— Required tasks —
A. Transcribe from the blog roundup everything from "Cloud Computing/Cloud Management" down to "OpenStack content recently.".
B. Answer these questions from the blog roundup:
(i) How many parts of Juan Manuel Rey's blog series on deploying OpenStack with KVM and VMware NSX have been published so far?
(ii) Which vCAC version's upgrade reportedly changes some configuration files?
(iii) Which three technologies, besides OpenStack, does the use-case post in the Operating Systems/Applications section combine?
C. Resume the blog roundup of cloud and operating-system links, writing on from its final sentence.

Cloud Computing/Cloud Management

  • Juan Manuel Rey has launched a series of blog posts on deploying OpenStack with KVM and VMware NSX. He has three parts published so far; all good stuff. See part 1, part 2, and part 3.
  • Kyle Mestery brought to my attention (via Twitter) this list of the “best newly-available OpenStack guides and how-to’s”. It was good to see a couple of Cody Bunch’s articles on the list; Cody’s been producing some really useful OpenStack content recently.
  • I haven’t had the opportunity to use SaltStack yet, but I’m hearing good things about it. It’s always helpful (to me, at least) to be able to look at products in the context of solving a real-world problem, which is why seeing this post with details on using SaltStack to automate OpenStack deployment was helpful.
  • Here’s a heads-up on a potential issue with the vCAC 6.0.1.1 upgrade—the upgrade apparently changes some configuration files. The linked blog post provides more details on which files get changed. If you’re looking at doing this upgrade, read this to make sure you aren’t adversely affected.
  • Here’s a post with some additional information on OpenStack live migration that you might find useful.

Operating Systems/Applications

  • RHEL7, Docker, and Puppet together? Here’s a post on just such a use case (oh, I forgot to mention OpenStack’s involved, too).
  • Have you ever walked through a spider web because you didn’t see it ahead of time? (Not very fun.) Sometimes I feel that way with certain technologies or projects—like there are connections there with other technologies, projects, trends, etc., that aren’t quite “visible” just yet. That’s where I am right now with the recent hype around containers and how they are going to replace VMs. I’m not so sure I agree with that just yet…but I have more noodling to do on the topic.

— Excerpted data —
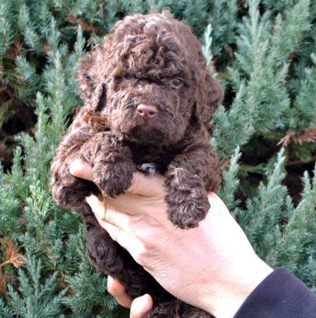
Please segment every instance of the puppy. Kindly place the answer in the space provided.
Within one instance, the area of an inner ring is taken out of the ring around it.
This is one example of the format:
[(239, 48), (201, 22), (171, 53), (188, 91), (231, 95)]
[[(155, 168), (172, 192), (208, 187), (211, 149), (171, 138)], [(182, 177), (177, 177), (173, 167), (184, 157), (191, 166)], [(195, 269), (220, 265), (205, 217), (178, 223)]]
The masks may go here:
[[(81, 213), (88, 254), (99, 271), (121, 282), (132, 298), (152, 296), (146, 318), (211, 317), (164, 290), (100, 227), (85, 202), (91, 193), (124, 193), (138, 167), (166, 176), (175, 226), (192, 228), (205, 218), (207, 192), (220, 183), (208, 124), (224, 93), (200, 43), (168, 12), (126, 17), (83, 59), (78, 77), (84, 105), (52, 165), (54, 199)], [(94, 183), (70, 173), (75, 158), (90, 163)]]

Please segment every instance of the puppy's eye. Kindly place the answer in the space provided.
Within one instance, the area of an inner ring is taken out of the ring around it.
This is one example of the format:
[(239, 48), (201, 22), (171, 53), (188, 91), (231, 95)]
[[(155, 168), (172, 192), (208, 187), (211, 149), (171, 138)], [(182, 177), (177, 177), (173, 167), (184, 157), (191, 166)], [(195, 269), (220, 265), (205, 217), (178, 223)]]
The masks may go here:
[(175, 88), (179, 88), (182, 85), (182, 81), (176, 77), (172, 78), (170, 81), (171, 86)]

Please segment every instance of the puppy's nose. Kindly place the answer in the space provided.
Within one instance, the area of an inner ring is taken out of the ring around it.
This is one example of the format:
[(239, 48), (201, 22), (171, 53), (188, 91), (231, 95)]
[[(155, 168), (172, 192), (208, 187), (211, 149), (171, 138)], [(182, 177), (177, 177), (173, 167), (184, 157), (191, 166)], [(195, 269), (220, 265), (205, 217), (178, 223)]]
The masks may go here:
[(156, 106), (152, 105), (140, 104), (136, 109), (137, 114), (144, 118), (152, 118), (158, 114)]

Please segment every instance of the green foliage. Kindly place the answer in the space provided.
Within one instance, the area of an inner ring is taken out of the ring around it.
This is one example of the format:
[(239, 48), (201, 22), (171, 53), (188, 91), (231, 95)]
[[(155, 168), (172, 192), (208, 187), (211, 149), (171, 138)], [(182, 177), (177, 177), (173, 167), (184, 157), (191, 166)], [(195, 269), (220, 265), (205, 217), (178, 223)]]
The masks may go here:
[[(73, 75), (79, 59), (124, 16), (164, 8), (191, 25), (225, 87), (210, 140), (226, 167), (219, 195), (263, 259), (316, 290), (315, 3), (5, 0), (0, 139), (17, 104), (34, 107), (37, 123), (16, 136), (10, 169), (0, 169), (0, 240), (12, 240), (26, 262), (0, 268), (1, 317), (127, 317), (88, 261), (80, 216), (53, 202), (50, 166), (81, 105)], [(293, 167), (308, 170), (293, 197)], [(6, 257), (3, 244), (0, 264)]]

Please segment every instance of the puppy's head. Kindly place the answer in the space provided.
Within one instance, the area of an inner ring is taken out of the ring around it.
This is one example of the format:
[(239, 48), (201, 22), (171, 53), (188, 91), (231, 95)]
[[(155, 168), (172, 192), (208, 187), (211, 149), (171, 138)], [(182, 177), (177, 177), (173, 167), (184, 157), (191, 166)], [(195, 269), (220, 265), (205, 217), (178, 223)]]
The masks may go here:
[(207, 123), (223, 97), (190, 28), (168, 13), (126, 17), (84, 58), (81, 96), (112, 131), (171, 145), (193, 122)]

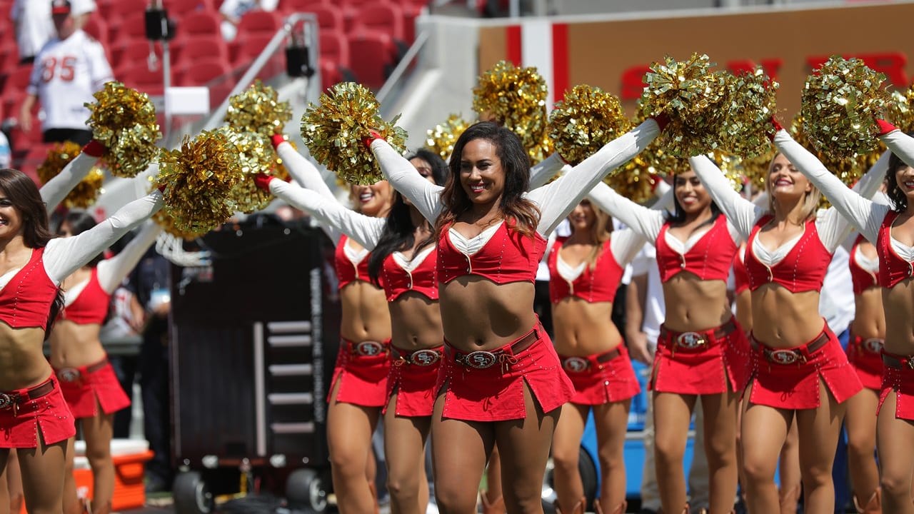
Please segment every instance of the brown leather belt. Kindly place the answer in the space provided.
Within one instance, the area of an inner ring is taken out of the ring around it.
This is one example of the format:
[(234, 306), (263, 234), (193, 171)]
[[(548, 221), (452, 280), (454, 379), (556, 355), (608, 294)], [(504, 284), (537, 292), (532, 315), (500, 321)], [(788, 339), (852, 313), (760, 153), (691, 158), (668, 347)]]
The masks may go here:
[[(539, 331), (542, 329), (542, 327), (537, 326), (536, 328), (531, 330), (529, 334), (512, 343), (510, 347), (511, 355), (517, 355), (533, 346), (533, 343), (536, 343), (540, 339)], [(450, 345), (448, 345), (447, 348), (449, 352), (452, 354), (454, 362), (474, 369), (491, 368), (496, 362), (504, 361), (505, 357), (510, 357), (504, 349), (498, 349), (495, 351), (476, 350), (466, 353), (455, 349)]]
[(904, 369), (906, 367), (914, 369), (914, 358), (911, 356), (892, 355), (882, 352), (882, 363), (893, 369)]
[(818, 337), (797, 348), (772, 349), (755, 340), (754, 337), (751, 339), (751, 344), (752, 348), (758, 348), (760, 345), (765, 359), (772, 364), (793, 364), (795, 362), (806, 362), (806, 356), (803, 355), (802, 348), (806, 349), (807, 354), (812, 354), (825, 346), (825, 343), (831, 340), (831, 331), (825, 330), (822, 334), (819, 334)]
[(38, 384), (25, 392), (0, 392), (0, 409), (9, 409), (18, 406), (26, 402), (41, 398), (54, 391), (54, 380), (48, 379), (44, 383)]
[[(736, 321), (733, 317), (727, 320), (720, 327), (717, 327), (711, 332), (710, 336), (714, 337), (714, 340), (722, 339), (727, 336), (729, 336), (737, 329)], [(711, 342), (707, 338), (707, 330), (702, 332), (674, 332), (672, 330), (667, 330), (665, 327), (660, 327), (660, 338), (664, 341), (667, 340), (667, 337), (671, 337), (671, 345), (674, 348), (678, 348), (680, 349), (686, 350), (696, 350), (705, 349), (706, 347)]]
[(400, 348), (390, 345), (390, 355), (394, 359), (394, 363), (415, 364), (416, 366), (431, 366), (441, 359), (441, 348), (422, 348), (415, 351), (403, 351)]

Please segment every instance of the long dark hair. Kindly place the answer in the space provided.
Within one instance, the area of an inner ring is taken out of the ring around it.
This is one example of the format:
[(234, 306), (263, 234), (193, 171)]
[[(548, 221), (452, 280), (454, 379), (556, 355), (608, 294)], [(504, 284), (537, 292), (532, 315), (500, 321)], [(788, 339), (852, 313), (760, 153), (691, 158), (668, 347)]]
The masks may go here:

— Responses to the exercise —
A.
Cloud Computing/Cloud Management

  • Juan Manuel Rey has launched a series of blog posts on deploying OpenStack with KVM and VMware NSX. He has three parts published so far; all good stuff. See part 1, part 2, and part 3.
  • Kyle Mestery brought to my attention (via Twitter) this list of the “best newly-available OpenStack guides and how-to’s”. It was good to see a couple of Cody Bunch’s articles on the list; Cody’s been producing some really useful OpenStack content recently.

B.
(i) Three.
(ii) vCAC 6.0.1.1.
(iii) RHEL7, Docker, and Puppet.

C.
Storage

  • “Server SAN” seems to be the name that is emerging to describe various technologies and architectures that create pools of storage from direct-attached storage (DAS). This would include products like VMware VSAN as well as projects like Ceph and others. Stu Miniman has a nice write-up on Server SAN over at Wikibon; if you’re not familiar with some of the architectures involved, that might be a good place to start. Also at Wikibon, David Floyer has a write-up on the rise of Server SAN that goes into a bit more detail on business and technology drivers, friction to adoption, and some recommendations.
  • Red Hat recently announced they were acquiring Inktank, the company behind the open source scale-out Ceph project. Jon Benedict, aka “Captain KVM,” weighs in with his thoughts on the matter. Of course, there’s no shortage of thoughts on the acquisition—a quick web search will prove that—but I find it interesting that none of the “big names” in storage social media had anything to say (not that I could find, anyway). Howard? Stephen? Chris? Martin? Bueller?

Virtualization

  • Doug Youd pulled together a nice summary of some of the issues and facts around routed vMotion (vMotion across layer 3 boundaries, such as across a Clos fabric/leaf-spine topology). It’s definitely worth a read (and not just because I get mentioned in the article, either—although that doesn’t hurt).
  • I’ve talked before—although it’s been a while—about Hyper-V’s choice to rely on host-level NIC teaming in order to provide network link redundancy to virtual machines. Ben Armstrong talks about another option, guest-level NIC teaming, in this post. I’m not so sure that using guest-level teaming is any better than relying on host-level NIC teaming; what’s really needed is a more full-featured virtual networking layer.
  • Want to run nested ESXi on vCHS? Well, it’s not supported…but William Lam shows you how anyway. Gotta love it!
  • Brian Graf shows you how to remove IP pools using PowerCLI.

Well, that’s it for this time around. As always, I welcome all courteous comments, so feel free to share your thoughts, ideas, rants, links, or feedback in the comments below.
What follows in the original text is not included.